Return every line in the entries below that contains the word "boulder", copying each one unchanged.

_Data supplied:_
— begin —

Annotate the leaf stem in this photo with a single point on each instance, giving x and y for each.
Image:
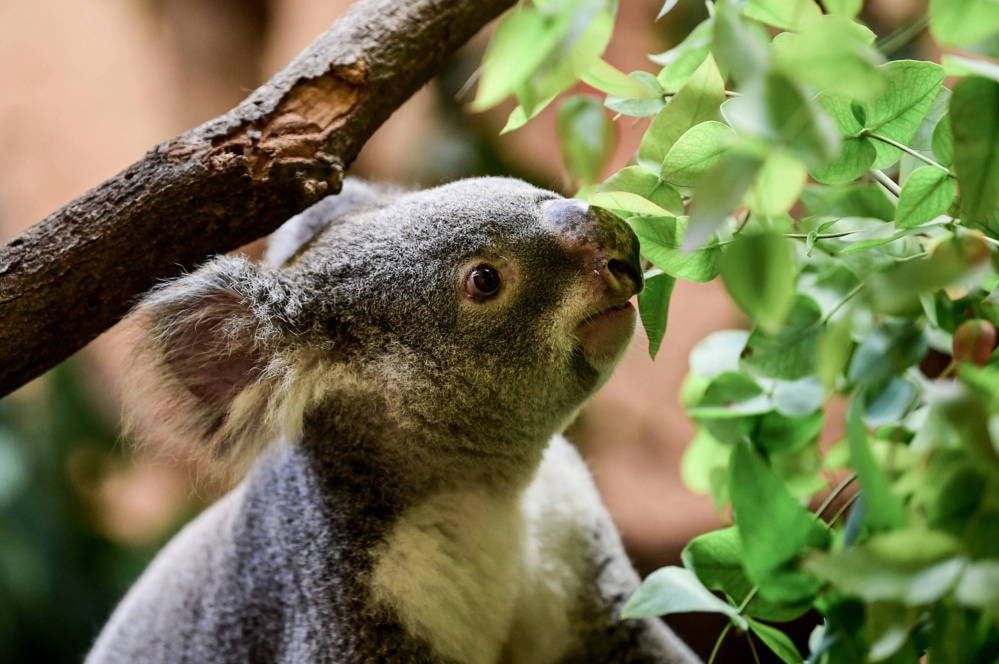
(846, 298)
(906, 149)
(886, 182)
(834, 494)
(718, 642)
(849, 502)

— end —
— begin —

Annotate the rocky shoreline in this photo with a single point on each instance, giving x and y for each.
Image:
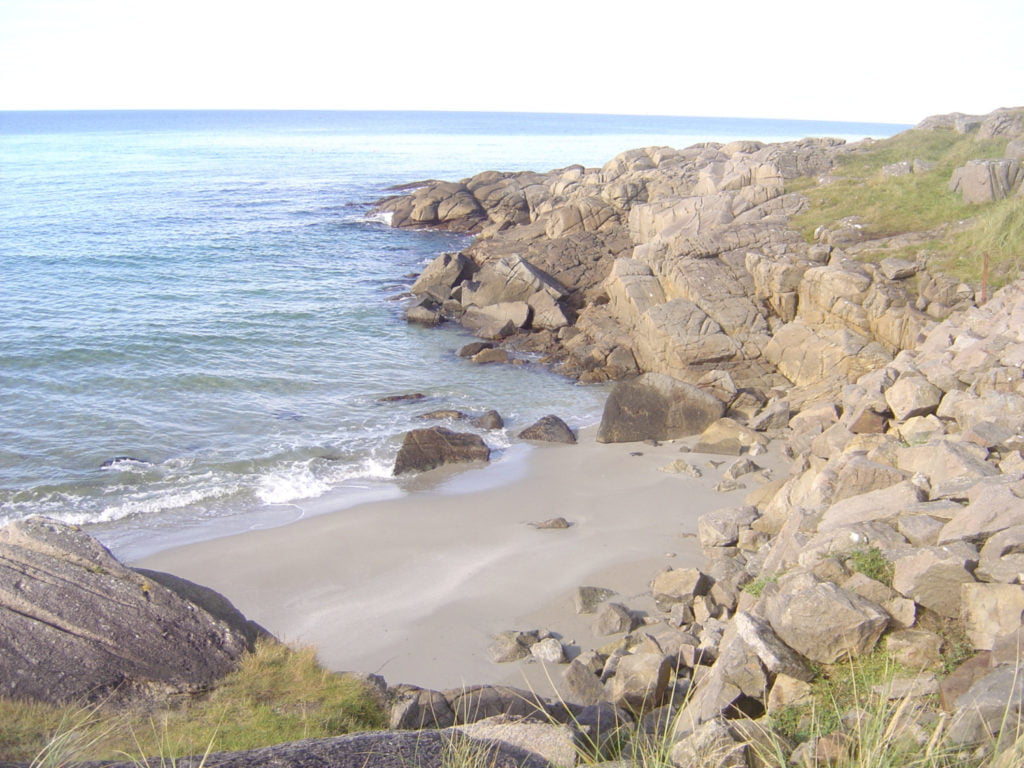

— end —
— begin —

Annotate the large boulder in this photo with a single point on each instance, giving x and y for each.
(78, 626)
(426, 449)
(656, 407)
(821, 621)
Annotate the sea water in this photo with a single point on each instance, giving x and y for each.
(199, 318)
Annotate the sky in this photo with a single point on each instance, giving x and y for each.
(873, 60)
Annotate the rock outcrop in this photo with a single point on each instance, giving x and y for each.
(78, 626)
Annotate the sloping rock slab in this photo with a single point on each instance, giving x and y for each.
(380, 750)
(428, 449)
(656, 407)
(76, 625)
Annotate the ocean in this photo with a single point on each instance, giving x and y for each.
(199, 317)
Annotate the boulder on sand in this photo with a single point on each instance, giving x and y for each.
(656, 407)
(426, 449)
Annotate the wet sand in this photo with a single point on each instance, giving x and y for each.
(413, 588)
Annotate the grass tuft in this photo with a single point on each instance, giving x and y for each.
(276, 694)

— end —

_Solution to this exercise:_
Annotate the large boulder in this photo with a single point on each instance, giving x and y for each.
Annotate the boulder on sand in this photo with a single point on each instance, giving x and y for each.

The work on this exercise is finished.